BEGIN Dataset entries

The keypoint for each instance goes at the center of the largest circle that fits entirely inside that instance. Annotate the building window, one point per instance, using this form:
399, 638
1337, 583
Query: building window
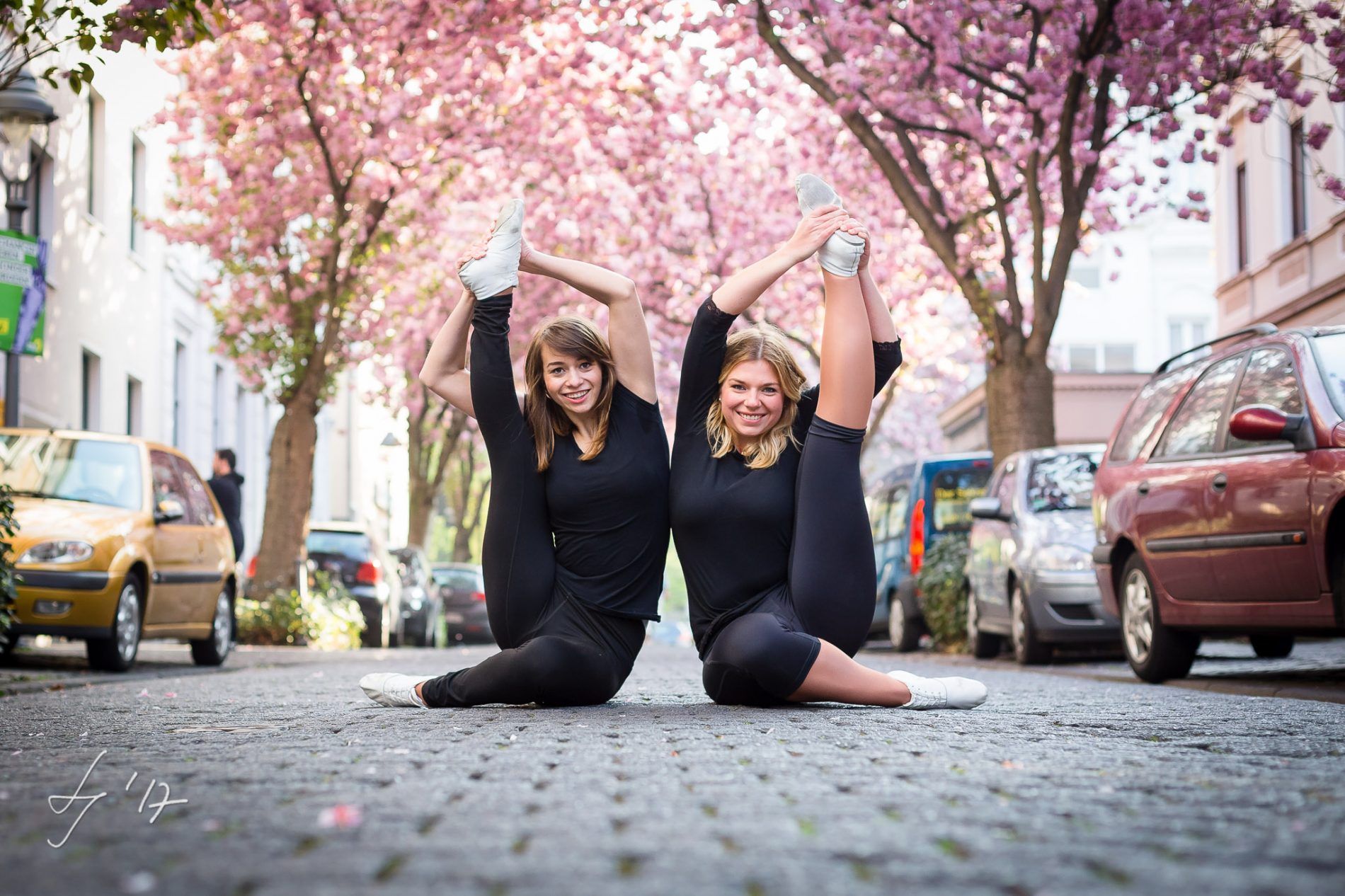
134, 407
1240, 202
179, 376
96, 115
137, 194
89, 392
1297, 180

END Dataset entries
BEGIN Dataset entries

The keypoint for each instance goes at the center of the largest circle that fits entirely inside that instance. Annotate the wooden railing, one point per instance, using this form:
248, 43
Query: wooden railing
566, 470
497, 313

END Dataset entries
BEGIN Dataset entries

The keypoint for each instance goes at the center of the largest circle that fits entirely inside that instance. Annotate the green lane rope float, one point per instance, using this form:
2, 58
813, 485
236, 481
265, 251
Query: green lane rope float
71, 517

END Dataset entries

Pull out each line in the rows above that contains the word "float", and copy those lines in full, in their original order.

The keypoint for each instance goes at the center of the largest circle that fits entirely inside that instance. Annotate the green lane rope float, one point per instance, using this form:
Query: green lane rope float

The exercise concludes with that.